-- TASK REQUIREMENTS --
The line containing "[(447, 306), (16, 108)]" marks the end; write out exactly every line from the start of the data up to and including it, without the pictures.

-- RECORDS SHOWN --
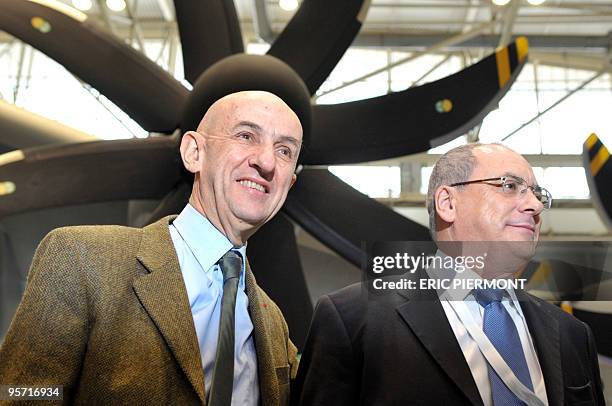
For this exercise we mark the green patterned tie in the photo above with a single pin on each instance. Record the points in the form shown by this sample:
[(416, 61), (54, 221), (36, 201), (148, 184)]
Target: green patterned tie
[(223, 374)]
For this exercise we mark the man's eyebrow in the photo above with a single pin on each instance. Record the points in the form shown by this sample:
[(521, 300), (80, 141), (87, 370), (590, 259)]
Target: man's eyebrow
[(289, 139), (514, 175), (256, 127), (250, 124)]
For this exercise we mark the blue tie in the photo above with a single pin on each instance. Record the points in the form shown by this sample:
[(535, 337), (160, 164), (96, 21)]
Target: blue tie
[(501, 331)]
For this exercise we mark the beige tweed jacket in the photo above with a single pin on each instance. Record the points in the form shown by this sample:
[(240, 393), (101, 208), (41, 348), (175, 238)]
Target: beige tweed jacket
[(105, 313)]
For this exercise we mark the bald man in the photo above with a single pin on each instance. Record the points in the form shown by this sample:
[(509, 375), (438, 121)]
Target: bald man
[(417, 347), (119, 315)]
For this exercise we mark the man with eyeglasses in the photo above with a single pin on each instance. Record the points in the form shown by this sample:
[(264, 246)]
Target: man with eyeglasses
[(459, 346)]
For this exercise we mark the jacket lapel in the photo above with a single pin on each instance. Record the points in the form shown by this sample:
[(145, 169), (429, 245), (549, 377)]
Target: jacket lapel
[(162, 293), (268, 381), (544, 329), (425, 316)]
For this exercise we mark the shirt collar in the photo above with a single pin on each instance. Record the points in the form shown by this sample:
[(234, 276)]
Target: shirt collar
[(206, 242), (460, 294)]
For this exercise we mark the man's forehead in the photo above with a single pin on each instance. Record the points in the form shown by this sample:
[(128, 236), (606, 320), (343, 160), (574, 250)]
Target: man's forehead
[(497, 160)]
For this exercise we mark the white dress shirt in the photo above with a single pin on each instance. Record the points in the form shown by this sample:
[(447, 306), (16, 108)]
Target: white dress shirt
[(452, 299)]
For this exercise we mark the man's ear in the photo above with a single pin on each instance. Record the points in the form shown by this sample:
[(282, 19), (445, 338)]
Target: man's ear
[(191, 151), (445, 204)]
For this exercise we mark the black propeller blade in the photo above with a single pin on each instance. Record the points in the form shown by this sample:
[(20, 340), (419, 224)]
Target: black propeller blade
[(139, 87), (21, 129), (87, 173), (209, 32), (347, 217), (598, 168), (415, 119)]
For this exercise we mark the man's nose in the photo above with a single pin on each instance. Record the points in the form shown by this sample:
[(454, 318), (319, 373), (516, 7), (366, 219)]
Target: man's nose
[(264, 159), (530, 202)]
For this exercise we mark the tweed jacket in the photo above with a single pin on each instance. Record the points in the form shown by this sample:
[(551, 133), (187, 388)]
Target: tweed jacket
[(105, 313)]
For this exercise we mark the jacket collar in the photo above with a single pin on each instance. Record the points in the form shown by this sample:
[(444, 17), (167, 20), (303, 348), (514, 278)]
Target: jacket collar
[(163, 280), (422, 311)]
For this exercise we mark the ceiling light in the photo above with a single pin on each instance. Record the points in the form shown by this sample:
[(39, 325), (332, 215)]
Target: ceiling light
[(116, 5), (288, 5), (83, 5)]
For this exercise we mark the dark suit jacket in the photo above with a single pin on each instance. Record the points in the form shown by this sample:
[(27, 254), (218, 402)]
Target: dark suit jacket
[(105, 313), (399, 349)]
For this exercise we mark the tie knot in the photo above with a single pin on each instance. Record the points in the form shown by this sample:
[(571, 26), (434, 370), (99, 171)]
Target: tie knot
[(485, 296), (231, 265)]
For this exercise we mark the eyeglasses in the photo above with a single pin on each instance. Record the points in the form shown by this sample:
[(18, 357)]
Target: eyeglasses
[(514, 186)]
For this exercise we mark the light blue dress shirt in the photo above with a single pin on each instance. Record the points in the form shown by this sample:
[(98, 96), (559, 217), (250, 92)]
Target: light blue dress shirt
[(199, 246)]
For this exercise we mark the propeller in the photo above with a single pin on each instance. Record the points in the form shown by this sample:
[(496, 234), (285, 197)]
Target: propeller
[(598, 169), (22, 129), (311, 44)]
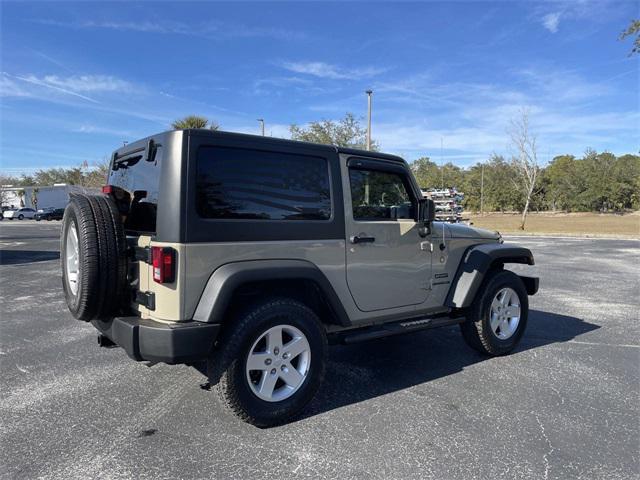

-- RESPONSE TO THE EXERCISE --
For this exercise we mark the green patterned tie in the photo above with a single pin on each instance. Record the points in the form shown by this sample:
[(416, 61), (54, 221), (36, 201), (148, 184)]
Target: green patterned tie
[(223, 374)]
For this exercise we mark the man's eyebrow in the photo above with a single pin on each instance. Record the points in the form shown by this sample:
[(521, 300), (80, 141), (87, 370), (590, 259)]
Target: man's eyebrow
[(289, 139), (514, 175), (256, 127), (250, 124)]
For this exercise we mark the blue tie in the photo above with a single pin on each instance. Record the points in the form shown by this sample:
[(535, 337), (160, 164), (96, 21)]
Target: blue tie
[(501, 331)]
For this exercise we mark the beige tweed jacket in the photo above with a single pin on each instance. Record the points in the form shown by this sample:
[(240, 393), (101, 208), (41, 348), (175, 238)]
Target: beige tweed jacket
[(105, 313)]
For this exercise we mark the bald man in the photo above with a single pin on each instance. Record the points in the form shown by this sample:
[(509, 375), (438, 121)]
Target: bald man
[(417, 347), (119, 315)]
For this exercise we mark the man with eyeglasses in the photo above with a single pin on each instance. Record the points in the form shown by this sample:
[(264, 246)]
Target: man with eyeglasses
[(459, 346)]
For this exercise we mark the jacket lapel in the photo above with a single pin on each instance. Record the points in the form shown by this sample:
[(145, 169), (429, 245), (549, 377)]
Target: jacket lapel
[(162, 293), (268, 381), (544, 329), (425, 316)]
For this exercise we mark the shirt collar in the photo above with a single pin on each instance. Record the points in the form shown by this sample:
[(234, 276)]
Target: shirt collar
[(206, 242), (460, 294)]
For this exercise we mark the man's forehead in the photo above with a single pin on each instance. Record the points in the form shown by this sample:
[(128, 236), (606, 320), (343, 160), (574, 250)]
Target: man's forehead
[(497, 160)]
For this exercise we mark the white dress shirt in the photo above with a single pin on each instance. Record the points in the form shown by this sample:
[(447, 306), (16, 108)]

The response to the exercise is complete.